• **EXCERPTED RECORDS**:
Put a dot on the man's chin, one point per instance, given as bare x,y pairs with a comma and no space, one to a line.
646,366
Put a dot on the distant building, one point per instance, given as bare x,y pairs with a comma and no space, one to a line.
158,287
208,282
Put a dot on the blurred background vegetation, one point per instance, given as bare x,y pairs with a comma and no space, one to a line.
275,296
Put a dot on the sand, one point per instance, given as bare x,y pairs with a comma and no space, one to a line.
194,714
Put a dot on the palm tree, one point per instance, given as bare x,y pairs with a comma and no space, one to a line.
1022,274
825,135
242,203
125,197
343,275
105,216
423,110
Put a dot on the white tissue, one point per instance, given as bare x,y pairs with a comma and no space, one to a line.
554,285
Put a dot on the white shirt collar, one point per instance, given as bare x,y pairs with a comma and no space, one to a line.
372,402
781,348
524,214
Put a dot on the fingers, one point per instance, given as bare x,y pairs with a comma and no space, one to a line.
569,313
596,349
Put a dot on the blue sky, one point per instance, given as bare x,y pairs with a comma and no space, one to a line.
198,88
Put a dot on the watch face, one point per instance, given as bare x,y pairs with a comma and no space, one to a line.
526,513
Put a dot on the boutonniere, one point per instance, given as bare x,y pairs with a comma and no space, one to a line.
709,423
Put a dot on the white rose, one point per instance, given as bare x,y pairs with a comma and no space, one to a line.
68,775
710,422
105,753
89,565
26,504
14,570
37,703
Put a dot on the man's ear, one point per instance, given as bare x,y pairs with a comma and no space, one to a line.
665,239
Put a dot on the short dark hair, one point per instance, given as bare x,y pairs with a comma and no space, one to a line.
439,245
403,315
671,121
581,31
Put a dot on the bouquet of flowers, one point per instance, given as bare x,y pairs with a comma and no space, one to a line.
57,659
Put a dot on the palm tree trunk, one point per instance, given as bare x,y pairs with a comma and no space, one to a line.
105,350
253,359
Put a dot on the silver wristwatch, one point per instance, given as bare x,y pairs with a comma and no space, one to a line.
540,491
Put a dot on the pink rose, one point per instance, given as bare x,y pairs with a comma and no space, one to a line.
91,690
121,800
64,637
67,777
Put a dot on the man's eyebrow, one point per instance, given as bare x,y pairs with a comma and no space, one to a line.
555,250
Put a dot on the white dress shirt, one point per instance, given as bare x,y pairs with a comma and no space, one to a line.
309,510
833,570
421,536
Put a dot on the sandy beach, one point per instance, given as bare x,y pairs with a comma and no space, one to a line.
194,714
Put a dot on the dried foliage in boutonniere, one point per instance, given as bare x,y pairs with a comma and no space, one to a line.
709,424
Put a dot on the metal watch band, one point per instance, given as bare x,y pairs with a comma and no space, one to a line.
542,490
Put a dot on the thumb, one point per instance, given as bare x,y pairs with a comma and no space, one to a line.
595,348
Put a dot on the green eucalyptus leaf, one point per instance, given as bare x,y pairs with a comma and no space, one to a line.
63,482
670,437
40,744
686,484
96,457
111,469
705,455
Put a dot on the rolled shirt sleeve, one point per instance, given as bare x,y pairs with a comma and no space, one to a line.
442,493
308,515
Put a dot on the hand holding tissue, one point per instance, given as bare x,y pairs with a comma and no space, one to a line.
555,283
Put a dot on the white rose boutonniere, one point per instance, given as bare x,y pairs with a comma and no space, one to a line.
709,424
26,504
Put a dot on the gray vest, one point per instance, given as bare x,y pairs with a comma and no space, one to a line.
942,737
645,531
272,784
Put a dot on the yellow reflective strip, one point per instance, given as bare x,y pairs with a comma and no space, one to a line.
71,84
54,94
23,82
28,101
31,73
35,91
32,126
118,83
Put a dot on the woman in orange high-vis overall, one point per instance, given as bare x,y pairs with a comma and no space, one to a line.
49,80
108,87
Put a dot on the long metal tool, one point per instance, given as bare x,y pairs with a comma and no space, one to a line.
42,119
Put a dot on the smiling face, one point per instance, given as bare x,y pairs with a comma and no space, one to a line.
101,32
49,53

--

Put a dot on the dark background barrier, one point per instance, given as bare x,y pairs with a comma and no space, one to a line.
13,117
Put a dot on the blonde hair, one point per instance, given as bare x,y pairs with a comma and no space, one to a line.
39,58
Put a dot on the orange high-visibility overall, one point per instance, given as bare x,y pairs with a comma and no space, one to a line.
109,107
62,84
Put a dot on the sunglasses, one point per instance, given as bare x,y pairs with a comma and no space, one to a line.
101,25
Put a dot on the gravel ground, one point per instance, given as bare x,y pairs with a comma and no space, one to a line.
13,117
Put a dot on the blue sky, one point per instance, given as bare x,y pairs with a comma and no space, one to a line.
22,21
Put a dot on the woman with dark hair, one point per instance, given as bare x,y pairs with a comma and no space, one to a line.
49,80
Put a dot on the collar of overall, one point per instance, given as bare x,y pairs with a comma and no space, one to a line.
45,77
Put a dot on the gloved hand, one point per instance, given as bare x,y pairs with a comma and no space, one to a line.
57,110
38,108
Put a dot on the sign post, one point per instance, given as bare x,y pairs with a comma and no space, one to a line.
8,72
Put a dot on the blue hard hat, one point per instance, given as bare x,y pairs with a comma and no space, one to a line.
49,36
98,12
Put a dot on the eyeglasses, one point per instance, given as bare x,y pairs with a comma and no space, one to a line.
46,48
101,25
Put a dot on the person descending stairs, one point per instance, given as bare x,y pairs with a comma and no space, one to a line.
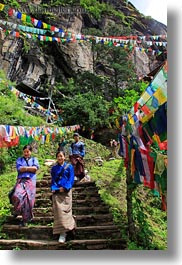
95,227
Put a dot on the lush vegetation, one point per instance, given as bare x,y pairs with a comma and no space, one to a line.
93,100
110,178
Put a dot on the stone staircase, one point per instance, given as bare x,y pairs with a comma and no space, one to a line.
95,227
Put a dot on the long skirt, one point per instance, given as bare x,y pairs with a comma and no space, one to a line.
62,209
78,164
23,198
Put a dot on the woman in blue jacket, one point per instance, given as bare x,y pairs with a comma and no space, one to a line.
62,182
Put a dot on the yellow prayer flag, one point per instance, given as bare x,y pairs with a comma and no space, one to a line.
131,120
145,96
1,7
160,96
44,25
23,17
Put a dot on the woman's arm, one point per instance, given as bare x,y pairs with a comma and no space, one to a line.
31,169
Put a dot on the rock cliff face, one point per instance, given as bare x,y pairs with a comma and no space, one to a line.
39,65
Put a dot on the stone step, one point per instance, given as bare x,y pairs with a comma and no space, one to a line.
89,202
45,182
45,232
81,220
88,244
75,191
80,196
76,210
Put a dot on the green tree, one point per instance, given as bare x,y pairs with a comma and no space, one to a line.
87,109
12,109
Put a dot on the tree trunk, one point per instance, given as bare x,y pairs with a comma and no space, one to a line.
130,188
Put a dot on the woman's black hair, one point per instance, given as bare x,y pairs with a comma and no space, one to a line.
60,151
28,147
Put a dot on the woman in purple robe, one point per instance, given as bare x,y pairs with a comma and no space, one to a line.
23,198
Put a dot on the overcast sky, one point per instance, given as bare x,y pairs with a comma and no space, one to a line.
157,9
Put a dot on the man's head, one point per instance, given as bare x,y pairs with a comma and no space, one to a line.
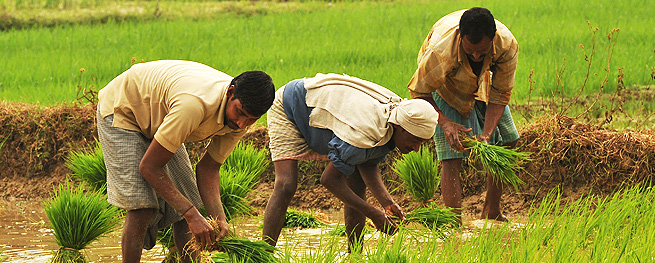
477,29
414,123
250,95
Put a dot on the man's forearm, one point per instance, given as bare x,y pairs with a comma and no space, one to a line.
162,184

...

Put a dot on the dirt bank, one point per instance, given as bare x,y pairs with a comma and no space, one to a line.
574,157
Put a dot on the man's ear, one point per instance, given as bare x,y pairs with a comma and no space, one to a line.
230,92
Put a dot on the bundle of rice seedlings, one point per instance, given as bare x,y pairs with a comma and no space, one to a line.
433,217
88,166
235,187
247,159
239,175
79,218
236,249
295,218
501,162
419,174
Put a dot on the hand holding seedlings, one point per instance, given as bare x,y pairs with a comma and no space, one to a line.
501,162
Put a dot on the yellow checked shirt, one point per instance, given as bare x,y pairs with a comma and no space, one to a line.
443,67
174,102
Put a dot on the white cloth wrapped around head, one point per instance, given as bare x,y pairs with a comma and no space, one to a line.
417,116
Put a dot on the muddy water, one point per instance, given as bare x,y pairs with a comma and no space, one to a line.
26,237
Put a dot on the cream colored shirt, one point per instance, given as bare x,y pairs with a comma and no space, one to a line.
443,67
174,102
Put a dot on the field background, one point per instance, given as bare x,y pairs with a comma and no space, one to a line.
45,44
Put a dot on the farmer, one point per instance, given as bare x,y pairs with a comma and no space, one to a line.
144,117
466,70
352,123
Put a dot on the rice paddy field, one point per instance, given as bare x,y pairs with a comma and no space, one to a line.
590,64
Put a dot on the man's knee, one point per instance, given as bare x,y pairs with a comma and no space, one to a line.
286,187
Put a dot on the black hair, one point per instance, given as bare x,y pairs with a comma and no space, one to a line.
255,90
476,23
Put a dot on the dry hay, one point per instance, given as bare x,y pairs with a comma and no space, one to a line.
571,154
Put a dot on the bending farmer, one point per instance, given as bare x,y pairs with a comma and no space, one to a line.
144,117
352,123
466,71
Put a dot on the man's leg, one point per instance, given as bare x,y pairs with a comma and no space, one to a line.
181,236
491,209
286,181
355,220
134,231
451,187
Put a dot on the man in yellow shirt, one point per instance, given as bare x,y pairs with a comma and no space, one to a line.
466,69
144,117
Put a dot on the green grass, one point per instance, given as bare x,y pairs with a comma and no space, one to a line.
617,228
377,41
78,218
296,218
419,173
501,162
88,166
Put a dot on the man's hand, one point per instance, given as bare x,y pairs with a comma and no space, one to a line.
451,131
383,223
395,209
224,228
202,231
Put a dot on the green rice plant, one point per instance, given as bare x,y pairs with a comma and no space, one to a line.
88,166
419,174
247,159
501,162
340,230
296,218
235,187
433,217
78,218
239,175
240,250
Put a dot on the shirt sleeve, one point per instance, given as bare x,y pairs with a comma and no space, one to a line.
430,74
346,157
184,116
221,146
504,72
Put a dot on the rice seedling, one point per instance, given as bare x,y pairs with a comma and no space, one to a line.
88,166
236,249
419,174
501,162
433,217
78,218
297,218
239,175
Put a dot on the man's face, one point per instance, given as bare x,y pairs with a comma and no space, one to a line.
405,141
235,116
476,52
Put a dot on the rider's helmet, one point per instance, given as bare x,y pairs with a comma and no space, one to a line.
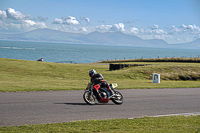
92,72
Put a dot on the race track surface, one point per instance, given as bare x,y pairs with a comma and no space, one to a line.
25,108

• **SHORT EXERCISE**:
Pull out every line in the data above that contains the word "dark". Case counts.

• **RESULT OF THIS EXERCISE**:
Put a dot on the short dark hair, one point per instance, given as bare x,y pairs with a comma and no space, one to a line.
Put a dot on the dark background barrier, one point per instance, given as bare x,y pairs with a comma and no space, one to a line.
Put a dot on the woman with dark hair, one point per instance, given as bare x,y pairs with a comma and no space, one to a line.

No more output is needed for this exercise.